### DATASET RECORDS ###

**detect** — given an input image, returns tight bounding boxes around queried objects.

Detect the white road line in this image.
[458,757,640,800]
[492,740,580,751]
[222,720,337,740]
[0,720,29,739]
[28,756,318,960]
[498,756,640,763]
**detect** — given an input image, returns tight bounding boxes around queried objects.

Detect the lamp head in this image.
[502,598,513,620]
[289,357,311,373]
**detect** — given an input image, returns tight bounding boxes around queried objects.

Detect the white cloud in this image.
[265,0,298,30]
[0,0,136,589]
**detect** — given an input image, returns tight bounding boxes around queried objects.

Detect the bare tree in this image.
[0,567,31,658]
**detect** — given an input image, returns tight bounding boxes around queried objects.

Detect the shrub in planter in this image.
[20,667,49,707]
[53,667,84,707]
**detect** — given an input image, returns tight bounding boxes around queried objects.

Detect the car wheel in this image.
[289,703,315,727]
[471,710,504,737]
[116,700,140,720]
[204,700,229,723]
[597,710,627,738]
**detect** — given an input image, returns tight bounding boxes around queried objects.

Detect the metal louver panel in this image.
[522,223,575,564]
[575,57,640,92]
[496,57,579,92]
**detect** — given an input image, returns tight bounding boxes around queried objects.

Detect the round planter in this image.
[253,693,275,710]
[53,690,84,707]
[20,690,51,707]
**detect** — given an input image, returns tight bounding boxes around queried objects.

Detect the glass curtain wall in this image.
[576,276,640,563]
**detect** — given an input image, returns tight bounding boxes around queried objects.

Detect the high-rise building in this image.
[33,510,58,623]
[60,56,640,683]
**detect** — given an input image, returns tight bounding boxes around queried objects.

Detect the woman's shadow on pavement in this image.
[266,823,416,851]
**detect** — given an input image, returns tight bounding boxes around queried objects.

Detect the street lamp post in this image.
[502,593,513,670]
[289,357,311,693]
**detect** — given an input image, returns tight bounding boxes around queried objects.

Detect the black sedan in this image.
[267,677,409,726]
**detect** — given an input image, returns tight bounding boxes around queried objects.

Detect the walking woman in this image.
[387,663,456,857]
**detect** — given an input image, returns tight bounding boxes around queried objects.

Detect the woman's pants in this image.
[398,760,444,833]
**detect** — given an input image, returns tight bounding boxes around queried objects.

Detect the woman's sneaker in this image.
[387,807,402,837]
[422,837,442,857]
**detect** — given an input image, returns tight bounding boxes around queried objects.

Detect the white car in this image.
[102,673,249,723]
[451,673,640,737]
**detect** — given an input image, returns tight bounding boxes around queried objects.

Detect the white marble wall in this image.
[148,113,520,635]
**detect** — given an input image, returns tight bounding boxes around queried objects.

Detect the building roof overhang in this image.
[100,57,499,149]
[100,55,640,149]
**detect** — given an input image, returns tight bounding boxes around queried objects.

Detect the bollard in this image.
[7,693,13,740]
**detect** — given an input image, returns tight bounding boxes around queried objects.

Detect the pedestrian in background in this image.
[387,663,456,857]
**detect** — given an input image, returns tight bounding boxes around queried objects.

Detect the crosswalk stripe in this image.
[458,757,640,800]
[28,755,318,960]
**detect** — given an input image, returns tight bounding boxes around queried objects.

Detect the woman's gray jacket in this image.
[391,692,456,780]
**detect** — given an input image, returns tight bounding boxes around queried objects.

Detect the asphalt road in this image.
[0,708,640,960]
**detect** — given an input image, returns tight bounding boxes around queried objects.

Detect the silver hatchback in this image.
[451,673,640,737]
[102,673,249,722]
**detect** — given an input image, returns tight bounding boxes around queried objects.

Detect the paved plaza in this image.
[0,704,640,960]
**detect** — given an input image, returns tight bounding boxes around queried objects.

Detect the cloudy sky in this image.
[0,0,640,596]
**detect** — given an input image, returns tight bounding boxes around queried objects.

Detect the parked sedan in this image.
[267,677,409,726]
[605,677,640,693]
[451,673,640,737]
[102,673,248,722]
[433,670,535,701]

###

**EXERCISE AIM**
Copy out the material without changes, from its first line through the line containing "[289,357,311,373]", with that line included.

**RESULT**
**detect** — given an input image, returns tight bounding boxes around queried objects.

Detect the white road line in this image.
[458,757,640,800]
[492,740,580,751]
[222,720,337,740]
[0,720,29,739]
[28,756,318,960]
[498,756,640,763]
**detect** — given an input image, returns tight bounding boxes around queried objects.

Detect the lamp head in this image.
[502,598,513,620]
[289,357,311,373]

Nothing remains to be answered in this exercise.